_WHAT TO WORK ON:_
A) In the passage on the Chi Fu constituency, rewrite the paragraph beginning "The constituency returns one district councillor" as a short bulleted list that keeps its main facts.
B) According to the passage on the Chi Fu constituency, in what year was the constituency created?

- Boundary of Chi Fu in Southern District
- District: Southern
- Legislative Council constituency: Hong Kong Island West
- Population: 16,105 (2019)
- Electorate: 9,683 (2019)

Current constituency
- Created: 1994
- Number of members: One
- Member: Vacant

= Chi Fu (constituency) =

Constituency in the Southern District, Hong Kong

Chi Fu (置富) is one of the 17 constituencies in the Southern District, Hong Kong.

The constituency returns one district councillor to the Southern District Council, with an election every four years. The seat was last held by nonpartisan Andrew Law Tak-wo.

Chi Fu constituency is loosely based on the southwestern part of the Chi Fu Fa Yuen, Pokfulam Gardens and Pok Fu Lam Village in Pokfulam with an estimated population of 16,062.

_INFORMATION PROVIDED:_
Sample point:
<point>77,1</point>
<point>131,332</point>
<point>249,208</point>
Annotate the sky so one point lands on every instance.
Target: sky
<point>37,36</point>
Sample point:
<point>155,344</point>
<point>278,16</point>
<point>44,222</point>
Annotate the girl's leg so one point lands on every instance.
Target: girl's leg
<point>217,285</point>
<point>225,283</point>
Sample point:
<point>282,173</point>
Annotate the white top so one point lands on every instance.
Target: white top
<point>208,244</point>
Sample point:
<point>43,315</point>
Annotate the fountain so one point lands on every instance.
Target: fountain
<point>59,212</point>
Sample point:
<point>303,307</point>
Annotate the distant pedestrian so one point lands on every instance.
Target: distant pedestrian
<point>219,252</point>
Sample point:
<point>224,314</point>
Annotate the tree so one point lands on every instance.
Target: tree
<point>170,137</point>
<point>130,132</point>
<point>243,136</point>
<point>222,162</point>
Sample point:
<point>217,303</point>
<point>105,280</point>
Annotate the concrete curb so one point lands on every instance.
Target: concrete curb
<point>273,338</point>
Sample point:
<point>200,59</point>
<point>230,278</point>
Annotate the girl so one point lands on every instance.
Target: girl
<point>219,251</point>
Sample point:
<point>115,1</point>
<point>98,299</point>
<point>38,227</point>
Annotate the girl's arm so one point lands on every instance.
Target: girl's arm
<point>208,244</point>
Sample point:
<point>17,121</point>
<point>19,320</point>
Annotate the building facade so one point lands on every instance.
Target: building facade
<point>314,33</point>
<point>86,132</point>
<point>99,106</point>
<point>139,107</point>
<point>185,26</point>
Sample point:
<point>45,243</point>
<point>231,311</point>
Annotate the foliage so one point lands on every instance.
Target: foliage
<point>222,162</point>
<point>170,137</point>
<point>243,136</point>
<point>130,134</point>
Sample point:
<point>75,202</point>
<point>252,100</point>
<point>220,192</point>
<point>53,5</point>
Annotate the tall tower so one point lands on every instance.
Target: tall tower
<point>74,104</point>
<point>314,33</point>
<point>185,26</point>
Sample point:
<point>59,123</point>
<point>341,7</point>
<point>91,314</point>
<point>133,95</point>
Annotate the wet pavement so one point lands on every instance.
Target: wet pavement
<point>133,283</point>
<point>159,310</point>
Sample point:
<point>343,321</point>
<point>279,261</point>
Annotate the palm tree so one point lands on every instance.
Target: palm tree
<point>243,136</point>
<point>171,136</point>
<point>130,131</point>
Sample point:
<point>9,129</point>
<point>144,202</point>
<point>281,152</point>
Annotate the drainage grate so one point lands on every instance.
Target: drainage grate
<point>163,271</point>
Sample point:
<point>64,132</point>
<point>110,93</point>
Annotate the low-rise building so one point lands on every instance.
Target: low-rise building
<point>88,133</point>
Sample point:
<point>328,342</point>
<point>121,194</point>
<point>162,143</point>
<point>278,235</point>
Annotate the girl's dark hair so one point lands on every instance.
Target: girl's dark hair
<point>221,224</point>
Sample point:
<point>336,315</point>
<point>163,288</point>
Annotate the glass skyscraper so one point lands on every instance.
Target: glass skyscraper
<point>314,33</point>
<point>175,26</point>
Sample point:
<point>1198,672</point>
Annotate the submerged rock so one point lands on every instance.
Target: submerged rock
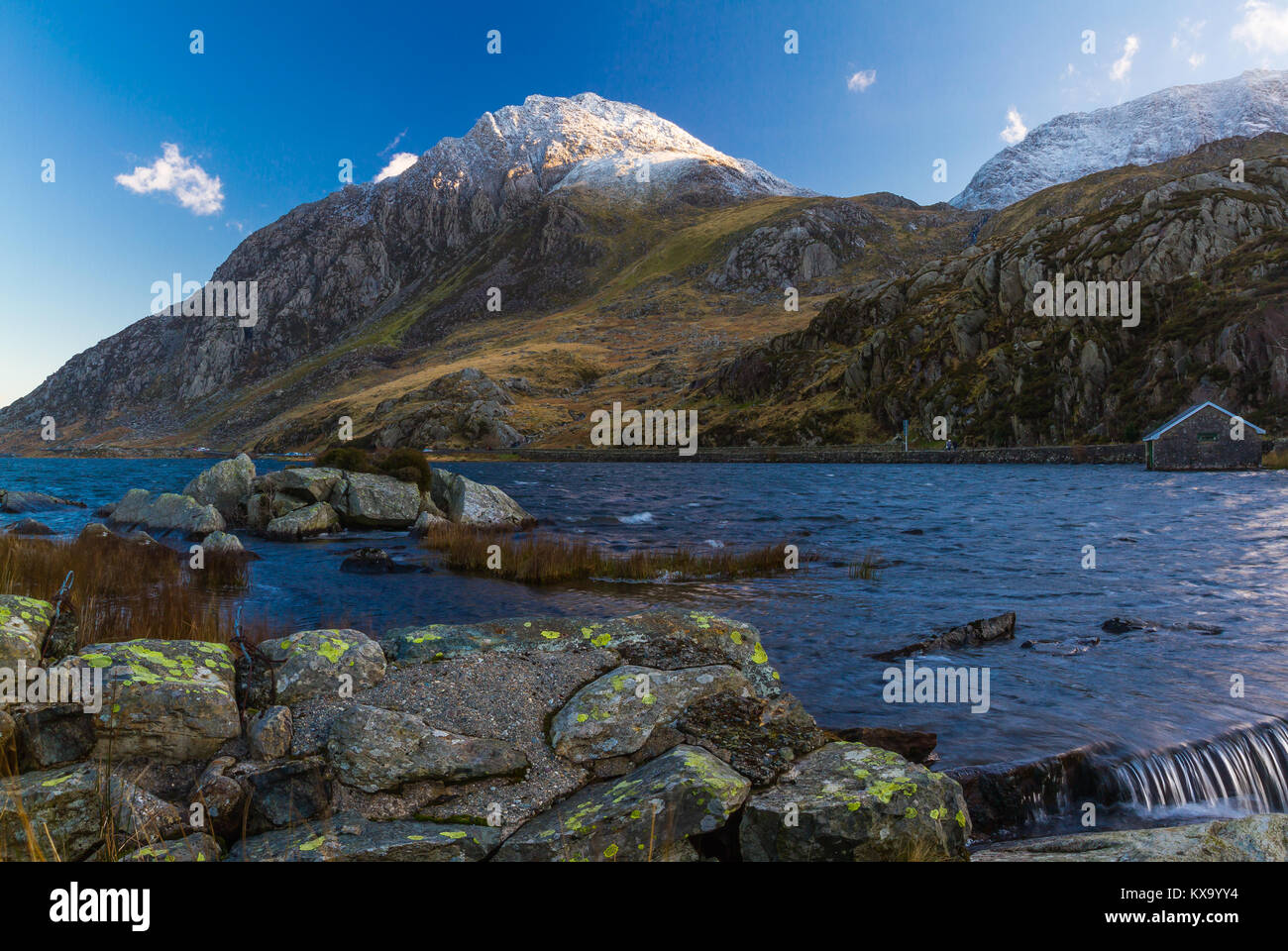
<point>30,526</point>
<point>1250,839</point>
<point>616,714</point>
<point>376,749</point>
<point>14,501</point>
<point>224,486</point>
<point>472,502</point>
<point>983,632</point>
<point>854,803</point>
<point>303,523</point>
<point>375,501</point>
<point>648,814</point>
<point>167,512</point>
<point>374,561</point>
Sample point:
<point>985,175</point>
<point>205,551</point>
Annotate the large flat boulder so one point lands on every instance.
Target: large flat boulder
<point>375,501</point>
<point>320,663</point>
<point>224,486</point>
<point>662,639</point>
<point>24,625</point>
<point>168,699</point>
<point>68,810</point>
<point>473,502</point>
<point>376,749</point>
<point>648,814</point>
<point>616,714</point>
<point>853,803</point>
<point>167,512</point>
<point>1249,839</point>
<point>301,523</point>
<point>349,838</point>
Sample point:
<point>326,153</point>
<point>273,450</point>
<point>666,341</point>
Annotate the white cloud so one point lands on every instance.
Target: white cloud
<point>1016,129</point>
<point>859,81</point>
<point>1121,68</point>
<point>397,165</point>
<point>393,145</point>
<point>181,178</point>
<point>1263,27</point>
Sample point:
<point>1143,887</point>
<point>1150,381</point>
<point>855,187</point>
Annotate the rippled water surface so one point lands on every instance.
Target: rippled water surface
<point>956,543</point>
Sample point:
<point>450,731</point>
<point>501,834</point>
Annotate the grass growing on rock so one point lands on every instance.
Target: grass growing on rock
<point>127,589</point>
<point>542,558</point>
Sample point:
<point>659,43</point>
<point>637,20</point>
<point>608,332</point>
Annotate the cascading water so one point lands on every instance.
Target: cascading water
<point>1244,768</point>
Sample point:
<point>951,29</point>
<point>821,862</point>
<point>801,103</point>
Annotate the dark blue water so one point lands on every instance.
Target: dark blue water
<point>957,543</point>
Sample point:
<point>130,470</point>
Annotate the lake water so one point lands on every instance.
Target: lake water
<point>957,543</point>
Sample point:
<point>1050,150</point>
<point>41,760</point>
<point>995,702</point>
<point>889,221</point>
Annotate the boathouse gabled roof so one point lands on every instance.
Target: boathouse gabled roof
<point>1189,412</point>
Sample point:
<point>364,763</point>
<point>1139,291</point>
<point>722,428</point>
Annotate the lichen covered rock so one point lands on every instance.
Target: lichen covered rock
<point>848,801</point>
<point>661,639</point>
<point>24,624</point>
<point>616,714</point>
<point>648,814</point>
<point>376,749</point>
<point>317,663</point>
<point>348,838</point>
<point>170,699</point>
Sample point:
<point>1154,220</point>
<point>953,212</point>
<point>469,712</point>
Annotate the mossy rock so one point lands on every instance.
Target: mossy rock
<point>854,803</point>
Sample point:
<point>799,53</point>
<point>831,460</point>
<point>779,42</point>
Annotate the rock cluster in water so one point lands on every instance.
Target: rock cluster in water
<point>296,504</point>
<point>653,737</point>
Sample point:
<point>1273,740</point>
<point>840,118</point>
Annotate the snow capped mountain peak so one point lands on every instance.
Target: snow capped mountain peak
<point>1150,129</point>
<point>585,142</point>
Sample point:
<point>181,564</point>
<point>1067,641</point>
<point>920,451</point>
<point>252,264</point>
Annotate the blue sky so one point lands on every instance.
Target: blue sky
<point>283,92</point>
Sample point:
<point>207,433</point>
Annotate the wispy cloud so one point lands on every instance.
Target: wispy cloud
<point>397,165</point>
<point>859,81</point>
<point>1262,29</point>
<point>1185,39</point>
<point>1121,69</point>
<point>393,145</point>
<point>197,191</point>
<point>1016,129</point>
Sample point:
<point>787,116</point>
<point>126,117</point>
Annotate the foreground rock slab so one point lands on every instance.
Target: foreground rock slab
<point>854,803</point>
<point>1250,839</point>
<point>648,814</point>
<point>316,663</point>
<point>347,838</point>
<point>376,749</point>
<point>168,699</point>
<point>661,639</point>
<point>24,625</point>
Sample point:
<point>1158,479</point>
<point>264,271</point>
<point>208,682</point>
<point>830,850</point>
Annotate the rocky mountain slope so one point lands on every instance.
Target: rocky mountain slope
<point>378,290</point>
<point>960,338</point>
<point>1142,132</point>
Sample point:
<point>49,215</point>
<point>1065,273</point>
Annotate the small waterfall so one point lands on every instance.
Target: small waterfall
<point>1245,768</point>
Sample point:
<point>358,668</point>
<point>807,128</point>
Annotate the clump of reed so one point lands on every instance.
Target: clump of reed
<point>125,589</point>
<point>542,558</point>
<point>864,570</point>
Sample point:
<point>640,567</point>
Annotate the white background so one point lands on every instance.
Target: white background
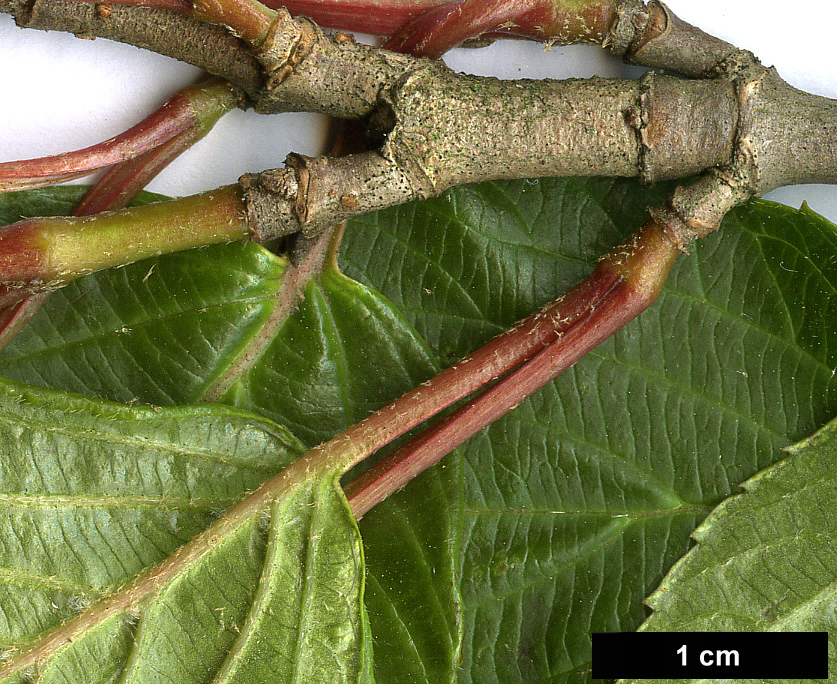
<point>62,93</point>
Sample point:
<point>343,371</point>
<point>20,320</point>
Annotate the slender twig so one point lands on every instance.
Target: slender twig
<point>623,285</point>
<point>188,115</point>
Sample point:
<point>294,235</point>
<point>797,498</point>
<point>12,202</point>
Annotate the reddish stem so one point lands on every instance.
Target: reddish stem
<point>624,284</point>
<point>192,111</point>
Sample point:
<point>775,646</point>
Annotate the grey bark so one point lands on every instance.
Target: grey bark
<point>733,118</point>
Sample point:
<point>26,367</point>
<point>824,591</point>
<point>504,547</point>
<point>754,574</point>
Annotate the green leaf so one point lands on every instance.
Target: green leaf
<point>764,559</point>
<point>92,493</point>
<point>577,503</point>
<point>344,353</point>
<point>558,520</point>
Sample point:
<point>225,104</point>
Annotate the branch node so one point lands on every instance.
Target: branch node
<point>268,200</point>
<point>288,42</point>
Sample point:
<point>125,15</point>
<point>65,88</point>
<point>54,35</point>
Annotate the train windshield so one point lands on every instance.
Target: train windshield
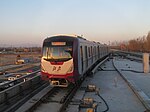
<point>57,53</point>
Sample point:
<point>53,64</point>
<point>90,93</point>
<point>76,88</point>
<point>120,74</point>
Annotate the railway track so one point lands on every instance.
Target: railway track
<point>11,98</point>
<point>52,98</point>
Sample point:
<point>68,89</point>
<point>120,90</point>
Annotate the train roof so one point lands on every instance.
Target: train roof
<point>81,38</point>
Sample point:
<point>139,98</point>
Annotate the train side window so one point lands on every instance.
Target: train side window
<point>86,56</point>
<point>89,51</point>
<point>81,52</point>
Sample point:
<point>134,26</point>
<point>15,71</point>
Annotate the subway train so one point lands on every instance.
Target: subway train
<point>67,58</point>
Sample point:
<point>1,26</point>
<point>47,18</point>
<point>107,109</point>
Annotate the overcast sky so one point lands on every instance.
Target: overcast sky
<point>29,22</point>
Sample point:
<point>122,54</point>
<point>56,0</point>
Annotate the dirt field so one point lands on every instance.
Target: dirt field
<point>7,59</point>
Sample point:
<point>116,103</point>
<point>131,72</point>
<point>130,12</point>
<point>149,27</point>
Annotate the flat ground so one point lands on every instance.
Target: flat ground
<point>9,59</point>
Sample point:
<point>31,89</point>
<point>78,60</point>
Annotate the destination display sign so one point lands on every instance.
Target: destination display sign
<point>58,43</point>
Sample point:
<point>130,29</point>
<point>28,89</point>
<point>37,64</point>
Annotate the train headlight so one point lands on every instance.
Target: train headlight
<point>71,69</point>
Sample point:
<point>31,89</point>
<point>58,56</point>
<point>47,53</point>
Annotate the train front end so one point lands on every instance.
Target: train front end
<point>57,61</point>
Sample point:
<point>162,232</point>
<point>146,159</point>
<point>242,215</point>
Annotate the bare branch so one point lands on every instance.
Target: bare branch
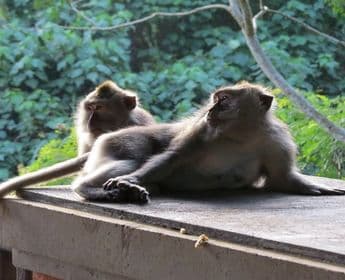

_RESULTS IN ORDER:_
A)
- Returns one district councillor to the Southern District Council
- Holds an election every four years
- Last held by nonpartisan Andrew Law Tak-wo

B) 1994